**TASK TO CARRY OUT**
Each line from the one that contains "of the sulky" to the end of the material must be set down exactly, and no line before it.

**GIVEN RECORDS**
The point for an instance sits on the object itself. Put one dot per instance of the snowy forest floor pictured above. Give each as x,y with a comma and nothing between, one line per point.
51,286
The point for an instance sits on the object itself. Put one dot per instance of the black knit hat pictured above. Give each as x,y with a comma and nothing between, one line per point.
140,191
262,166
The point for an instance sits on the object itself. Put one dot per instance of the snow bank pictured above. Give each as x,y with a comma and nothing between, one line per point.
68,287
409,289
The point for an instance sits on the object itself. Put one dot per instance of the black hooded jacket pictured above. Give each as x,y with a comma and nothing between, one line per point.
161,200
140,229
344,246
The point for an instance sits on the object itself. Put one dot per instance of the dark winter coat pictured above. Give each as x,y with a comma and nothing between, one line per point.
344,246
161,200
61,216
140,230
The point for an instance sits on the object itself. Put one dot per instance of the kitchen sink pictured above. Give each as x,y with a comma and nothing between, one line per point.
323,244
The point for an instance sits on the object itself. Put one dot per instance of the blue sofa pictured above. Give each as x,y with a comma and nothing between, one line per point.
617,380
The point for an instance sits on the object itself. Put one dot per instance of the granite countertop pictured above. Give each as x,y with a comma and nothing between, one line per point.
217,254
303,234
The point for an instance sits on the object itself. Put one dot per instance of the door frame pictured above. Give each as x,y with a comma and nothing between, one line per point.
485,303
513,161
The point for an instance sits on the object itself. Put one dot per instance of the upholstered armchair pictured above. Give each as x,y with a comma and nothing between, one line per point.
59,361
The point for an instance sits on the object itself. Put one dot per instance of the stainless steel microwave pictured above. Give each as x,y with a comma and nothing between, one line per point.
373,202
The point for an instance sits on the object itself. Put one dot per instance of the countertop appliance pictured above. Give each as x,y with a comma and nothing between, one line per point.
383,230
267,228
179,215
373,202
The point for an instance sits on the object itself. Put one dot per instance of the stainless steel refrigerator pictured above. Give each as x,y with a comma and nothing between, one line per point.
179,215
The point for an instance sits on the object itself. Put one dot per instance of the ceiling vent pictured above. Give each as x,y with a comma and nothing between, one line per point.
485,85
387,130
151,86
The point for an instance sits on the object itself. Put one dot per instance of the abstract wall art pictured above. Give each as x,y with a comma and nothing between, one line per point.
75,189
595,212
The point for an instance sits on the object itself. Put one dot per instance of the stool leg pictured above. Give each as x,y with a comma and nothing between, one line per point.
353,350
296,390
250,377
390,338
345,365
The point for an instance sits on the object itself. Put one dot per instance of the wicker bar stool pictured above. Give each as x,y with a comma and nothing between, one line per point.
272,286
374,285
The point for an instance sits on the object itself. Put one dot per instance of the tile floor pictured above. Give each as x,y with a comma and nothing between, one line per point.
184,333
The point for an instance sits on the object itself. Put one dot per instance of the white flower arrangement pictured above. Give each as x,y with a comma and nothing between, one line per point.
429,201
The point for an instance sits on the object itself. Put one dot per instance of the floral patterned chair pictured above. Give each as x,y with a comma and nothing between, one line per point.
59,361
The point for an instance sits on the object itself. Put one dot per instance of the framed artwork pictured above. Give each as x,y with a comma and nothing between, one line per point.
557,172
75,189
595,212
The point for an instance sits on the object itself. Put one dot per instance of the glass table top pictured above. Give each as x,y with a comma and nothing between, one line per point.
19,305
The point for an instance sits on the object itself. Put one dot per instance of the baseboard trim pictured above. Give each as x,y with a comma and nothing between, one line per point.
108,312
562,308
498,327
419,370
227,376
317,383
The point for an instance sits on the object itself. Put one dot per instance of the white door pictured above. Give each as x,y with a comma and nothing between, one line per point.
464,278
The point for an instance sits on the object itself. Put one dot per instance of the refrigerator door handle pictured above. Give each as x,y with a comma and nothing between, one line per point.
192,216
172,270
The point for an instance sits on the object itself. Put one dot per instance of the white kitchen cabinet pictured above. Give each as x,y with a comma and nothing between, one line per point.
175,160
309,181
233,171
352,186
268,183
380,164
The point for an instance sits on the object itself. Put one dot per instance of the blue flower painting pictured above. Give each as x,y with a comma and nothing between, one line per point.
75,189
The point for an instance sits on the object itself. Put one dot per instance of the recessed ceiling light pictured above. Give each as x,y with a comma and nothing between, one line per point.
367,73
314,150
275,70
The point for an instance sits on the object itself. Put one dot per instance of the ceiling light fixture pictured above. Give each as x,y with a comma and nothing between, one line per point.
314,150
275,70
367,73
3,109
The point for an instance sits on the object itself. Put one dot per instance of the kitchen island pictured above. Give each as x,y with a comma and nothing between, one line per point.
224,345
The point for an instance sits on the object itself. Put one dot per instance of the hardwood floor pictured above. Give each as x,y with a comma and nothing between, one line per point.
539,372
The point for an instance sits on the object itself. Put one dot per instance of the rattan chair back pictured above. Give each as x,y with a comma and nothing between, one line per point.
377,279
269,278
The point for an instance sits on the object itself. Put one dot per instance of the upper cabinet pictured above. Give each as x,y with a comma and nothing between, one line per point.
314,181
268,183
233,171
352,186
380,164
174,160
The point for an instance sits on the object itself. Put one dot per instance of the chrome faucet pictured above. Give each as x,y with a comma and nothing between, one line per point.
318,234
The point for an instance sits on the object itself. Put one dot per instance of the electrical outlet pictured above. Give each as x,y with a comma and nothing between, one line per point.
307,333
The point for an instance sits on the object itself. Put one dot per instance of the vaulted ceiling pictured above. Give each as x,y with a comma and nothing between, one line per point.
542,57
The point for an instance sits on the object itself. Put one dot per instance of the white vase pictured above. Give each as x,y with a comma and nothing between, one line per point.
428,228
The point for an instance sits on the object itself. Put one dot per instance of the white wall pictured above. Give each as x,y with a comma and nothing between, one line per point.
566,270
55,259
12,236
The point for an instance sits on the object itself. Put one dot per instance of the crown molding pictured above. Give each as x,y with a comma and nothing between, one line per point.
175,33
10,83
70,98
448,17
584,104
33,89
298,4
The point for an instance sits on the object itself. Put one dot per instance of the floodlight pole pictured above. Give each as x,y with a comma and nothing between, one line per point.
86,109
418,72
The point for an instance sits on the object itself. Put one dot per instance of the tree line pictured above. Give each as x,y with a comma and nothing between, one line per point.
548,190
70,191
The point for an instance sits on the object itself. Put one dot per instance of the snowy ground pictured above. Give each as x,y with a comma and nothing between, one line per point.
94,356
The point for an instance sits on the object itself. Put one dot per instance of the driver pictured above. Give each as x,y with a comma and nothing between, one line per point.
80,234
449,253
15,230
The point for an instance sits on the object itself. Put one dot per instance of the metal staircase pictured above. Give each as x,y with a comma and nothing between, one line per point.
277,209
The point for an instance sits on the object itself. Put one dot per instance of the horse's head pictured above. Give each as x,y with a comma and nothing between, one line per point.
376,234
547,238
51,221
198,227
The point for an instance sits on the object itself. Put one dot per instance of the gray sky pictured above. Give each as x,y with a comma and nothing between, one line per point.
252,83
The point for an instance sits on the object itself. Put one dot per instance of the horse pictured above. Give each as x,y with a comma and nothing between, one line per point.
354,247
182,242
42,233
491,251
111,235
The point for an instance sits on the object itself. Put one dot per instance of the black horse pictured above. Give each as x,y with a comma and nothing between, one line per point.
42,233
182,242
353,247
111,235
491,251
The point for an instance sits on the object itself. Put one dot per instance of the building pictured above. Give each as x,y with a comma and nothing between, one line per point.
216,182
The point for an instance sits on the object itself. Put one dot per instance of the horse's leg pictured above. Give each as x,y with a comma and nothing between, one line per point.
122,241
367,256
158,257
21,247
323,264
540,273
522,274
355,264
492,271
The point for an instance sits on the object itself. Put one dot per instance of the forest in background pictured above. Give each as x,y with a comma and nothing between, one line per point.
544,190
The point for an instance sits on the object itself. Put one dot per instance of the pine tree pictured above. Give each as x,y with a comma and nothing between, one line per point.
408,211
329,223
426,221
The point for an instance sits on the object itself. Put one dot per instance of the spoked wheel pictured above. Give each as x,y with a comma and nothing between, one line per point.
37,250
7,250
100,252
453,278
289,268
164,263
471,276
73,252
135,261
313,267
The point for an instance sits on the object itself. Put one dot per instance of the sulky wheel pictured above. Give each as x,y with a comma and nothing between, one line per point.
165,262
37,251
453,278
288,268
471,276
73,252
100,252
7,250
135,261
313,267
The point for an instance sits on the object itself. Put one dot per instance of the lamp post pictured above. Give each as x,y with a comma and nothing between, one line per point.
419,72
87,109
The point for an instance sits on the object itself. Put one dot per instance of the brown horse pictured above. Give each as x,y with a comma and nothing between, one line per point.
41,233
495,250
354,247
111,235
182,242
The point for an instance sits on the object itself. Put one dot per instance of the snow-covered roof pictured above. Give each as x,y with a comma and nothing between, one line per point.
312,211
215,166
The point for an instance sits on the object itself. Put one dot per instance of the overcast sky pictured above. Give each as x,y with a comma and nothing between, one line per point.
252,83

**FINISHED TASK**
The point for an instance sits on the object itself. Put one dot per instance of the sulky wheel pictured above. Give each as x,y with a comma and nothing between, one line per point.
165,262
37,251
453,278
288,268
471,276
73,252
100,252
7,250
135,261
313,267
The point for an instance sits on the object itself. Put one dot per instance of the lamp post pictured above. Give each as x,y with a comma and nothing between, one line per point.
419,72
87,109
The point for an instance sits on the object itself. Put one dot per instance of the brown horse pictured above. Give each as x,y with a comma and nothing between, one line per point.
41,233
495,250
354,247
111,235
182,242
The point for an instance sits on the object itself. Put one dot per instance of the snow-covered roof pictured above. Give each as x,y with a comma and nothing between, one line per point.
312,211
215,166
The point for an instance sits on the object itself. Put one dot per instance of the overcast sky pictured above. Give each as x,y with a comma and nothing between, one line per point.
252,83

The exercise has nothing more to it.